§ **INSTRUCTION**:
Copy exactly the last part of the entries, starting from the line with "of the sneaker" and including the final line.

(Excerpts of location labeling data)
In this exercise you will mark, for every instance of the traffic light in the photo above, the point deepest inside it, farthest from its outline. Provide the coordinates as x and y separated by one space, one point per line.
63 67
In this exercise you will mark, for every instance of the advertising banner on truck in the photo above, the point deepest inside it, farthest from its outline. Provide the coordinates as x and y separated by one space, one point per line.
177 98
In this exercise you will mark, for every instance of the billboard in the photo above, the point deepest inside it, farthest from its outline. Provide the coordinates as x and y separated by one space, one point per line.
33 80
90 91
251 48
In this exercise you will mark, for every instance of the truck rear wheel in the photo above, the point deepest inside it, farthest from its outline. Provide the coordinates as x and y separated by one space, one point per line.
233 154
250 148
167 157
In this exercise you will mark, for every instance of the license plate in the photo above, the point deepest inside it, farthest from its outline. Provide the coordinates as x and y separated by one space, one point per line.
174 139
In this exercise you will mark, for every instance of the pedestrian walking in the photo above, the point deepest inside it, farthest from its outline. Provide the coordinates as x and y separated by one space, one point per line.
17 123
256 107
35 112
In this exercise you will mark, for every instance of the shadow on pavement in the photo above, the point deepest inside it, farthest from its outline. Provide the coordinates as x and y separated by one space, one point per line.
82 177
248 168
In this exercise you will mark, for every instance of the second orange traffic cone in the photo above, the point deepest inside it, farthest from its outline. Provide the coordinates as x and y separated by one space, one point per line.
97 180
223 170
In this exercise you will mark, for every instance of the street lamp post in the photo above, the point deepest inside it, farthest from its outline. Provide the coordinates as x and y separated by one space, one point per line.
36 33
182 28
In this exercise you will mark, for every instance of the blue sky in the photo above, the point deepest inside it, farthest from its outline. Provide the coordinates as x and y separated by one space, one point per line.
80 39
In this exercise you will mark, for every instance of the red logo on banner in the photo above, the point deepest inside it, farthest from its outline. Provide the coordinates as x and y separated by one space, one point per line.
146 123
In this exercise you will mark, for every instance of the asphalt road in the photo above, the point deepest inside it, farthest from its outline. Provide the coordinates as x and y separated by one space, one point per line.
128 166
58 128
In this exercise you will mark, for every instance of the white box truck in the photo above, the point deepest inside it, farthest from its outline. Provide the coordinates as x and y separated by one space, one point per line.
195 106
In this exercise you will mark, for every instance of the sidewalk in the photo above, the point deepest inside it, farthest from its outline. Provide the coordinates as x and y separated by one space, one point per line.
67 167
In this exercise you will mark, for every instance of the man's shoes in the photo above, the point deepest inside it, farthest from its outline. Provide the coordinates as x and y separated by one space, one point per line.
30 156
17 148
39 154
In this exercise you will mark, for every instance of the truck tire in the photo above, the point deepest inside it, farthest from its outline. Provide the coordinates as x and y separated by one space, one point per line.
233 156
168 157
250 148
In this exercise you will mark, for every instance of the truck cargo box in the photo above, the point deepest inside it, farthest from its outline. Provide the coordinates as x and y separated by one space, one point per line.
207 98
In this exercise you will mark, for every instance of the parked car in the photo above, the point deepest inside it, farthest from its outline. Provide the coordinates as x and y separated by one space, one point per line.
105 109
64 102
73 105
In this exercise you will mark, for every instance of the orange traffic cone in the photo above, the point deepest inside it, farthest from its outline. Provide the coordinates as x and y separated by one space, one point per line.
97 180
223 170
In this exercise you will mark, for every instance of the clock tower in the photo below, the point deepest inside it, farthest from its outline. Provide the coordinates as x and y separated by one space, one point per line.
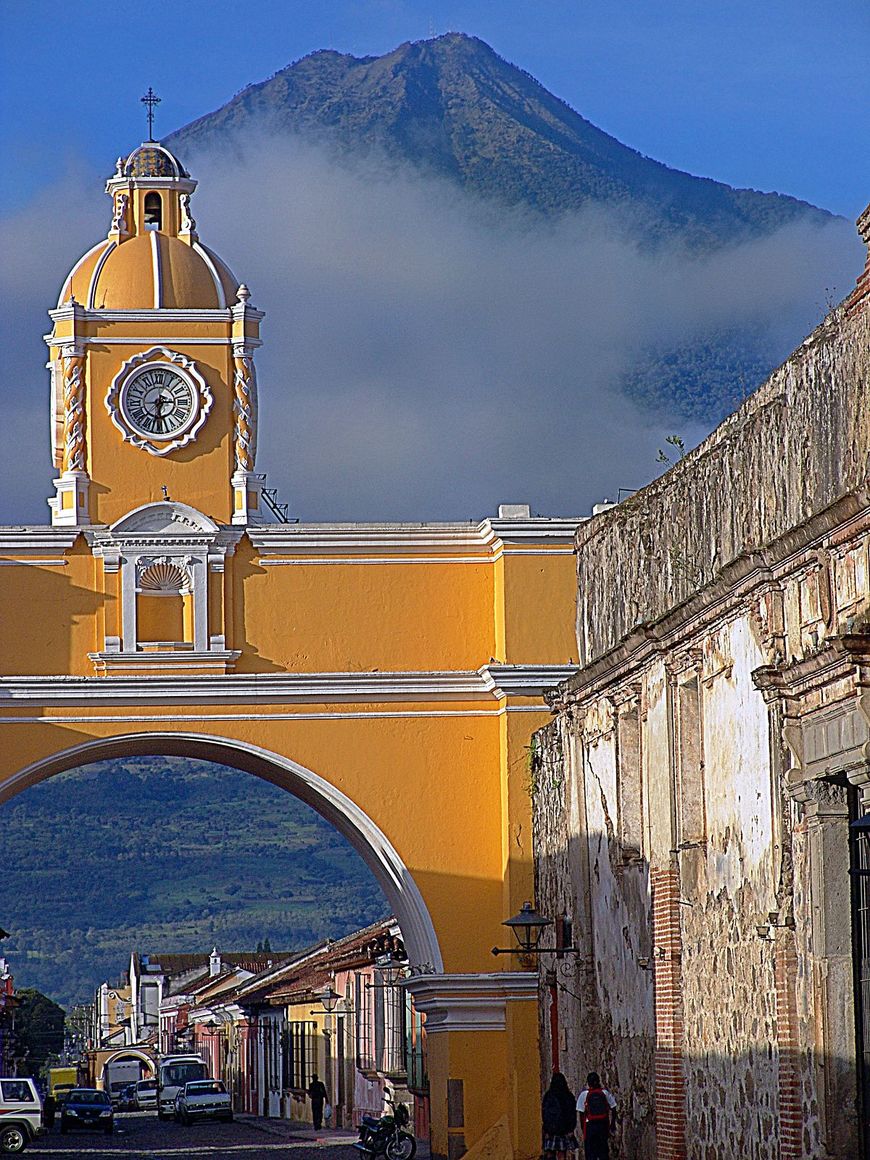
153 391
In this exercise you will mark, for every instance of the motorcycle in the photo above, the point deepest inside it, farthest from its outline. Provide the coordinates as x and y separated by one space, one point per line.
386 1136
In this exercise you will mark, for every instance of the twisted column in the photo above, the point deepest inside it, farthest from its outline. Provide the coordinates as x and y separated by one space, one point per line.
73 371
244 408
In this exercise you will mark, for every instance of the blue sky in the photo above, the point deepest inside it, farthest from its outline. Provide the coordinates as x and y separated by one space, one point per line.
376 389
770 94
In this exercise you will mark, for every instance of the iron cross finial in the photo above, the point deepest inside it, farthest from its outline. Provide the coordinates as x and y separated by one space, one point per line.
151 99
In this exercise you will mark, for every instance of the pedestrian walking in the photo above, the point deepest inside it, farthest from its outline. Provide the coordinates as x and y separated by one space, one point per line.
558 1118
596 1108
318 1096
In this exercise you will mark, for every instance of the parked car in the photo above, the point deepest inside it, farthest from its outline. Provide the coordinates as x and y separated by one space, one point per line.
203 1100
20 1114
127 1099
146 1095
87 1108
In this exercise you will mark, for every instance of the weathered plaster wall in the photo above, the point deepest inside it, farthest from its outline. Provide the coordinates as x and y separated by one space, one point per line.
791 449
719 609
604 998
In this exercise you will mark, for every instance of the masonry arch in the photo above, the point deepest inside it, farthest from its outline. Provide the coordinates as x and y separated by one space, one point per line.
131 1053
369 841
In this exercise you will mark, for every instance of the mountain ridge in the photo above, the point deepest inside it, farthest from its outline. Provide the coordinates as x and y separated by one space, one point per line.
452 106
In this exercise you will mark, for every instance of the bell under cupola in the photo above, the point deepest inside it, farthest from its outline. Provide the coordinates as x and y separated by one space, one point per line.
152 362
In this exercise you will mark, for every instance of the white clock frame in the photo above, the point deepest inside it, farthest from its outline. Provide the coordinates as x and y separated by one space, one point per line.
185 367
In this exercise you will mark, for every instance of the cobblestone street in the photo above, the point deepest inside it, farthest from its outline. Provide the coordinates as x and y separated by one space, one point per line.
142 1137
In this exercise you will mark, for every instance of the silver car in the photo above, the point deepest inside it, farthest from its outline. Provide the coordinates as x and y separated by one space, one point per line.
203 1100
146 1095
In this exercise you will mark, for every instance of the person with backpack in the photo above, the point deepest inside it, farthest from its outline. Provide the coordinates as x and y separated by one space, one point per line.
596 1108
558 1118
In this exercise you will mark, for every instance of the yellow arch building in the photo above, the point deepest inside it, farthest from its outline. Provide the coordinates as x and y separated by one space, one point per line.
391 675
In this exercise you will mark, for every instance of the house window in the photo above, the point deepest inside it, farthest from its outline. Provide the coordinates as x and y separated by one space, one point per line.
690 763
629 783
364 1024
393 1039
415 1049
301 1053
153 211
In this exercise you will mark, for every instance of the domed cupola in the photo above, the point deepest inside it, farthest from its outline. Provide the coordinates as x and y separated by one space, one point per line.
151 357
152 258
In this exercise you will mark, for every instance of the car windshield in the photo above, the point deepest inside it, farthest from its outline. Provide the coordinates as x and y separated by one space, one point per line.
16 1092
178 1074
84 1095
204 1086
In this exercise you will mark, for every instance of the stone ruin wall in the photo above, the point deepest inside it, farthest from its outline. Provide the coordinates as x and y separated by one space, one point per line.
791 451
606 1022
797 444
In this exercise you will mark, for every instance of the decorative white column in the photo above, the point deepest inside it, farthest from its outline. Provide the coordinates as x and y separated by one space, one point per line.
70 504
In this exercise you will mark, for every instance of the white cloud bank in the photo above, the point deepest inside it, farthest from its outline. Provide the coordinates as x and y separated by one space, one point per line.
425 356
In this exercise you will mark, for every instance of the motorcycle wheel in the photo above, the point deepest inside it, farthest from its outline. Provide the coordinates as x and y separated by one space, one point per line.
400 1146
12 1139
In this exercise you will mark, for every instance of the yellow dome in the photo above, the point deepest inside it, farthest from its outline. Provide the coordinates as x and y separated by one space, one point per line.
147 272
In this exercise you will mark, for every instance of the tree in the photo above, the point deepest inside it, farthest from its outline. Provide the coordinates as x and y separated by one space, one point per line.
38 1030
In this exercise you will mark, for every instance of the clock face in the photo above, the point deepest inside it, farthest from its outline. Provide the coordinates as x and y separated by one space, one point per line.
158 401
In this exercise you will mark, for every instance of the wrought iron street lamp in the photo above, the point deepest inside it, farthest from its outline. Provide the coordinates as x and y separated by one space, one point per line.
390 969
330 999
528 927
861 829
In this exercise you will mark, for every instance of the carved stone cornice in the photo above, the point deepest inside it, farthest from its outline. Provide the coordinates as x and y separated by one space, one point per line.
737 584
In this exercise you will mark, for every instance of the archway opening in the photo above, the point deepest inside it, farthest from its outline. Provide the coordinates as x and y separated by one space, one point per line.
158 846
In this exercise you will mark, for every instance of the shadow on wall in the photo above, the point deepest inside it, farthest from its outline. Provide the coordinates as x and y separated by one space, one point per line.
687 1034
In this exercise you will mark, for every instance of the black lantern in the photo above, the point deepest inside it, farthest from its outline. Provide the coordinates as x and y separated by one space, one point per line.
528 927
390 969
328 1000
861 831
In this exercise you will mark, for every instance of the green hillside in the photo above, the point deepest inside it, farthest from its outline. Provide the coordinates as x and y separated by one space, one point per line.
166 854
454 107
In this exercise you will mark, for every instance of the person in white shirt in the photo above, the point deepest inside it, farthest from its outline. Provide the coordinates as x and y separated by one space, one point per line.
596 1108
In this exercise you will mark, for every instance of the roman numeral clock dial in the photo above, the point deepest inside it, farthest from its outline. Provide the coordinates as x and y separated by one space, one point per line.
159 400
159 403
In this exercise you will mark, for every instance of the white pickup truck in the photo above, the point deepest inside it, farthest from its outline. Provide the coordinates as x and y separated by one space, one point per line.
203 1100
20 1114
173 1072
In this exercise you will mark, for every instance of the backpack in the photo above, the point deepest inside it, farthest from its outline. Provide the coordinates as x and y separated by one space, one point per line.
596 1106
551 1114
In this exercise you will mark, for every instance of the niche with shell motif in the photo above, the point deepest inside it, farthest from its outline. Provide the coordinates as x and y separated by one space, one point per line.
164 604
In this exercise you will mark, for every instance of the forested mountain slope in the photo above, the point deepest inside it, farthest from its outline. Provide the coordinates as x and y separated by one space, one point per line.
166 854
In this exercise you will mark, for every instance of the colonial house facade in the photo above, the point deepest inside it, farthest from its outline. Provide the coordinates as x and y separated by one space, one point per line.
269 1035
266 1023
696 794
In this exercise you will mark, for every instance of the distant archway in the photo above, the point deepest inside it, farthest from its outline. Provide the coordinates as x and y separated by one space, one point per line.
340 811
123 1053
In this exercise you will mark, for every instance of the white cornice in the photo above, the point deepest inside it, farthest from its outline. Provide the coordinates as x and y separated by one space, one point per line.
487 683
524 680
67 312
470 1002
21 541
368 537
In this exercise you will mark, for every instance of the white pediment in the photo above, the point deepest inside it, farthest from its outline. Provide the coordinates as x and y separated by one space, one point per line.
164 519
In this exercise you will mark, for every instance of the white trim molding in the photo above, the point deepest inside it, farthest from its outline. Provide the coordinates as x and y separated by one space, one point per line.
470 1002
354 538
23 541
278 688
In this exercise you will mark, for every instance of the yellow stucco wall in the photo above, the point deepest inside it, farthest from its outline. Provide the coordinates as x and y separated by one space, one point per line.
436 760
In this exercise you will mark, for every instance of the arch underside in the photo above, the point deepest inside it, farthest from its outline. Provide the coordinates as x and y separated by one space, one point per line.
340 811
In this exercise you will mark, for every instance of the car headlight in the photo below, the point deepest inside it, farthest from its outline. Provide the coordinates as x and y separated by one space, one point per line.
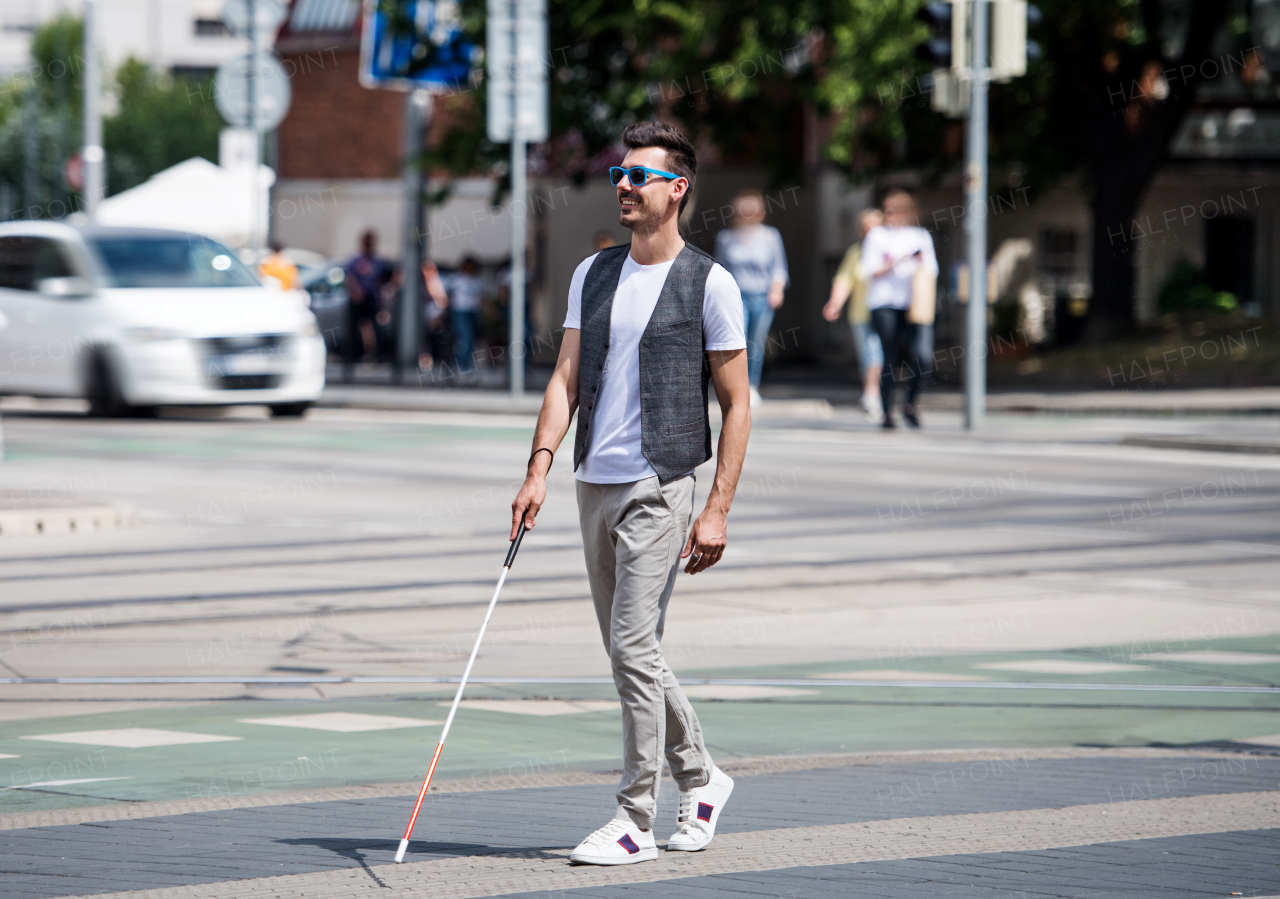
150 334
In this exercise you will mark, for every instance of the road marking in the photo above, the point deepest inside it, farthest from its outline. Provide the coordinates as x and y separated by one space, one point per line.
131 738
901 674
1060 666
741 692
684 681
1029 830
343 722
540 707
60 783
1212 657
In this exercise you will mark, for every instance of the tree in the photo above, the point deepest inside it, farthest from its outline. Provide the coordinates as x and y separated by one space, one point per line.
40 122
750 78
1125 74
159 121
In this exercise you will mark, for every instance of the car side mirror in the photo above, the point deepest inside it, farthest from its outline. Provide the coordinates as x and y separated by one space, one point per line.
71 287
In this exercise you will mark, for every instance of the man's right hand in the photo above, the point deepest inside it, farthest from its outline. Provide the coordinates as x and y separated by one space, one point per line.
533 494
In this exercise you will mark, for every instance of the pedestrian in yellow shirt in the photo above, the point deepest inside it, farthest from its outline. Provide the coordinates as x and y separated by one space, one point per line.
849 284
278 265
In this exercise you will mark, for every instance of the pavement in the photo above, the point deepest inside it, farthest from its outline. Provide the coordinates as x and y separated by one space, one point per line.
1034 660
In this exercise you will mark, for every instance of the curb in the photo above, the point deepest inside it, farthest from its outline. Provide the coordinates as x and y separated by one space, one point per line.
72 520
1202 445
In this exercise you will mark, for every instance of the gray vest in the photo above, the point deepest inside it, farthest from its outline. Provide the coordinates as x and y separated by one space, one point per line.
675 430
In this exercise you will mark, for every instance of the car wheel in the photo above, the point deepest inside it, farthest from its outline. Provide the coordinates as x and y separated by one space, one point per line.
289 410
105 400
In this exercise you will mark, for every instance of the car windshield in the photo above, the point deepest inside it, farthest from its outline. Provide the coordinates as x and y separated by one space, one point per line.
169 261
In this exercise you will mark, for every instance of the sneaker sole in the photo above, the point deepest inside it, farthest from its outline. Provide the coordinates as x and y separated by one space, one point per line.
643 856
716 812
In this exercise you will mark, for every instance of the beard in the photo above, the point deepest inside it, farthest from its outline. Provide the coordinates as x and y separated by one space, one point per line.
641 219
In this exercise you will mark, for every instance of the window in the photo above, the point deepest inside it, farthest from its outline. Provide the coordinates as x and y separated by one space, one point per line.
211 28
24 261
1059 261
169 261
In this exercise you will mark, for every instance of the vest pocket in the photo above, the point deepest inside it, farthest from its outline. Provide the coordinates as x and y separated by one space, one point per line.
686 428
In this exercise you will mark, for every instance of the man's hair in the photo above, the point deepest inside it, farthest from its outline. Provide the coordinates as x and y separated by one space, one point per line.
899 192
681 158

§ **ANSWER IN FULL**:
In this exercise you will mark, for every instance of the sneaker sole in the photo above, the point deepest inside it, farthest from its outline. Provide the coordinates as x and y separated by one space, one point per line.
643 856
716 812
In this exercise you will mark, for every instance of the beard in the photo above, the point deepest inside it, farthest from its outline. Provide the coordinates as x and y separated by one space, one point per line.
641 219
In this exercise you will mark, for every instance of the window in the photo above, the point deepest inside it, farthest from its outline. Provide the coordinates as x and y separated by one space, one point per line.
211 28
24 261
1059 261
169 261
In this exercise you will mark, for every instance of the vest pocket in the photo above, the point deepest inside it, farthest from its outline. Provide the coordinates as x and y separated by one space, one point per line.
686 428
In this exercise you will mark, for every instance of the man's hair in the photo above, the point deepest inside it, farthest from its outline. Provide the coordinates as x and y separated by one space, one point per line.
899 192
681 158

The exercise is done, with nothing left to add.